_EXERCISE REQUIREMENTS_
1) According to the passage on comparing your skills with your team's, what kind of distribution would be expected from the team collective?
2) In the passage on comparing your skills with your team's, rewrite the part that opens with the words containing "You're surrounded by" and closes with "with team members.", putting "normal" in place of "bell-curve".

_EXTRACT TO READ_
════

You're surrounded by your team, work with them every day, and likely know how you stack up with respect to a set of skills for each.  Perhaps you stand head and shoulders above your team in terms of communications, or perhaps you are new to a technology and below average in knowledge on the subject.  The value of this guidance, it is easily relatable and a bell-curve distribution would be expected from the team collective.  "I'm better at some things than most of the team, short in others".  A junior or new team member would likely expect to be below average for a period until they gain the same degree of proficiency as the rest of the team.  A below average wouldn't be treated as a red-flag or brand, instead it would be used to align opportunities to improve on the skill (if needed/desired) or better align assignments with team members.

════

_STORED ROWS_
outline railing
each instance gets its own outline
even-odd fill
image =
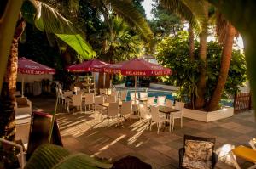
[[[239,112],[252,109],[251,93],[239,93],[235,94],[234,111]]]
[[[14,142],[10,142],[9,140],[6,140],[6,139],[3,139],[0,138],[0,142],[3,143],[3,144],[9,144],[9,145],[12,145],[12,146],[15,146],[15,147],[17,147],[18,149],[20,149],[20,168],[23,169],[24,168],[24,164],[25,164],[25,161],[24,161],[24,152],[23,152],[23,147],[18,144],[15,144]]]

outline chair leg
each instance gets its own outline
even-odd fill
[[[173,131],[173,128],[174,128],[174,117],[172,117],[172,131]]]
[[[241,167],[239,166],[239,165],[238,165],[238,163],[237,163],[237,161],[236,161],[236,157],[235,157],[235,155],[233,154],[232,151],[230,151],[230,152],[229,153],[229,155],[230,156],[231,161],[232,161],[233,164],[235,165],[236,168],[236,169],[241,169]]]
[[[172,118],[170,116],[170,120],[169,120],[169,132],[171,132],[171,127],[172,127]]]

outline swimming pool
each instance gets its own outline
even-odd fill
[[[137,93],[141,93],[141,92],[145,92],[145,90],[138,90],[137,91]],[[131,96],[130,93],[134,93],[134,90],[129,90],[128,91],[128,94],[127,94],[127,98],[126,100],[129,101],[131,100]],[[139,95],[140,96],[140,95]],[[172,96],[172,91],[160,91],[160,90],[150,90],[148,89],[148,97],[158,97],[158,96],[166,96],[166,99],[172,99],[173,100],[174,98]]]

════

_WRITTEN RESPONSES_
1) A bell-curve distribution.

2)
You're surrounded by your team, work with them every day, and likely know how you stack up with respect to a set of skills for each.  Perhaps you stand head and shoulders above your team in terms of communications, or perhaps you are new to a technology and below average in knowledge on the subject.  The value of this guidance, it is easily relatable and a normal distribution would be expected from the team collective.  "I'm better at some things than most of the team, short in others".  A junior or new team member would likely expect to be below average for a period until they gain the same degree of proficiency as the rest of the team.  A below average wouldn't be treated as a red-flag or brand, instead it would be used to align opportunities to improve on the skill (if needed/desired) or better align assignments with team members.